Passage provided:
>>>>

Does your horse get anxious?  How does it affect you, when he does?

It’s pretty normal for horse anxiety to trigger us in some way – you might find yourself getting worried, frustrated, or even angry.

You might also find that YOU get anxious.

But, have you ever wondered who got anxious first?

Did their anxiousness trigger yours – or, was it the other way around?!

This morning I brought my mare in to her shelter, as it was rainy with high wind.  I thought she’d appreciate being out of it for a while, to rest in a safe space.

However, she was quite anxious, jumping every time there was a big gust of wind – even ignoring her breakfast, and there’s not much that distracts this horse from food, lol!

I became aware of a sensation right in my centre, like something was stuck there, and realised that – since I couldn’t account for that for myself – I was actually feeling her anxiety.

The thing about horse anxiety is that it’s really easy to get drawn in to their negative emotions when something like this happens, right?  Much harder to stay calm and draw them to yours instead.

<<<<

Material provided:
>>>>

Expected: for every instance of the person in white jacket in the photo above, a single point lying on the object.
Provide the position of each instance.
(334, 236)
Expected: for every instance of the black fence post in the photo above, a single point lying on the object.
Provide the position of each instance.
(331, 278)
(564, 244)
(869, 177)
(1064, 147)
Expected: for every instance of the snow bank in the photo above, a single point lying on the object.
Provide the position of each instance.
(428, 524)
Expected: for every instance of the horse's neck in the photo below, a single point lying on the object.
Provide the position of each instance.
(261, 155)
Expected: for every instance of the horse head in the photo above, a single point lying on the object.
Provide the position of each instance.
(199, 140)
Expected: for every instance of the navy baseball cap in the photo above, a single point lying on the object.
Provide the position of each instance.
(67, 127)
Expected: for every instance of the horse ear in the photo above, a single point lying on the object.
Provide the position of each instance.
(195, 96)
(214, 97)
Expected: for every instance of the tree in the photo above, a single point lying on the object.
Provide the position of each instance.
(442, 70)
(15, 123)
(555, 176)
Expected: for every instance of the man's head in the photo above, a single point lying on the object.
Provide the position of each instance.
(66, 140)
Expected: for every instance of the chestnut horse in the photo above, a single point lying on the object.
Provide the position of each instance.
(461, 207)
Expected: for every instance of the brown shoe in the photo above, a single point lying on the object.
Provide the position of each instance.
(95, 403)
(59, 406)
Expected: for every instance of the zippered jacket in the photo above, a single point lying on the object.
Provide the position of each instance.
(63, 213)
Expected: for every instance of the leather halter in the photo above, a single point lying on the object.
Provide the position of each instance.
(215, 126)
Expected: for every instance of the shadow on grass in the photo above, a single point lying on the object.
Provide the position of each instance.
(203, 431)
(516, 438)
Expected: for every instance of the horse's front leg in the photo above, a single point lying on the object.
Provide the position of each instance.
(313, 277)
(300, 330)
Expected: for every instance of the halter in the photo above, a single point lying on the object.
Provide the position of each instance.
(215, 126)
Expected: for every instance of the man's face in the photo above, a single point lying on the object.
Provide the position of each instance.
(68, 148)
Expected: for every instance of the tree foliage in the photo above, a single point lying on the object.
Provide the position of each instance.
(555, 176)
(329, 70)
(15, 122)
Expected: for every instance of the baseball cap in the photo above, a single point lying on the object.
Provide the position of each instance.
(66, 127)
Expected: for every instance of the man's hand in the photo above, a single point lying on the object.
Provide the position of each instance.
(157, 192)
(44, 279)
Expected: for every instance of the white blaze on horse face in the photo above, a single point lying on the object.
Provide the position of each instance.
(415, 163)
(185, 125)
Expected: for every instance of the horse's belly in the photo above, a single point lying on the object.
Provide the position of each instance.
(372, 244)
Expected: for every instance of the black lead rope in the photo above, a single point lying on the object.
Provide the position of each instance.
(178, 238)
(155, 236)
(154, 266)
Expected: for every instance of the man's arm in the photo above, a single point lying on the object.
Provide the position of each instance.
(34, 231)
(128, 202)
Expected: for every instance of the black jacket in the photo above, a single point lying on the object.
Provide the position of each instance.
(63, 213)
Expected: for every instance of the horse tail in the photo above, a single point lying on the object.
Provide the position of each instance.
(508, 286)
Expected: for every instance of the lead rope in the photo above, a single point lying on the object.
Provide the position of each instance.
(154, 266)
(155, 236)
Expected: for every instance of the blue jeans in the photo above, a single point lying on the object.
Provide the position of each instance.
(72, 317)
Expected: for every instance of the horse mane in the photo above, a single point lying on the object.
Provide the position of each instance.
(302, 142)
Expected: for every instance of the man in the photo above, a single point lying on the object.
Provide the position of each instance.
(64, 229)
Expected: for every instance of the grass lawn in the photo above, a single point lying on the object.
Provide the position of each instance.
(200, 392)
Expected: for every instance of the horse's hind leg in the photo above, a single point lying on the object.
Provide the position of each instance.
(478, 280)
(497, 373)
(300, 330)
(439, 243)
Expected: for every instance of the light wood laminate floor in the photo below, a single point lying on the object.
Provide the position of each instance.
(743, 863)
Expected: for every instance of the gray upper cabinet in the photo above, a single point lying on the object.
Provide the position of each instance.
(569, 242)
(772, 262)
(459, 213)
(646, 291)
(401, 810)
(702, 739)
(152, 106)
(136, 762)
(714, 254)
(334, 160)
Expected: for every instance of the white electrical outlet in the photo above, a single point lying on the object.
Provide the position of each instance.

<<<<

Problems and tasks:
1. Copy the stretch of the horse anxiety post from "But, have you" through "to yours instead.".
2. In the records, take the stretch from the line containing "Expected: for every instance of the white electrical" through the end of the records, and write it out again with "electrical outlet" renamed to "wall socket". Leave everything else the same.

Answers provided:
1.
But, have you ever wondered who got anxious first?

Did their anxiousness trigger yours – or, was it the other way around?!

This morning I brought my mare in to her shelter, as it was rainy with high wind.  I thought she’d appreciate being out of it for a while, to rest in a safe space.

However, she was quite anxious, jumping every time there was a big gust of wind – even ignoring her breakfast, and there’s not much that distracts this horse from food, lol!

I became aware of a sensation right in my centre, like something was stuck there, and realised that – since I couldn’t account for that for myself – I was actually feeling her anxiety.

The thing about horse anxiety is that it’s really easy to get drawn in to their negative emotions when something like this happens, right?  Much harder to stay calm and draw them to yours instead.

2.
Expected: for every instance of the white wall socket in the photo above, a single point lying on the object.
Provide the position of each instance.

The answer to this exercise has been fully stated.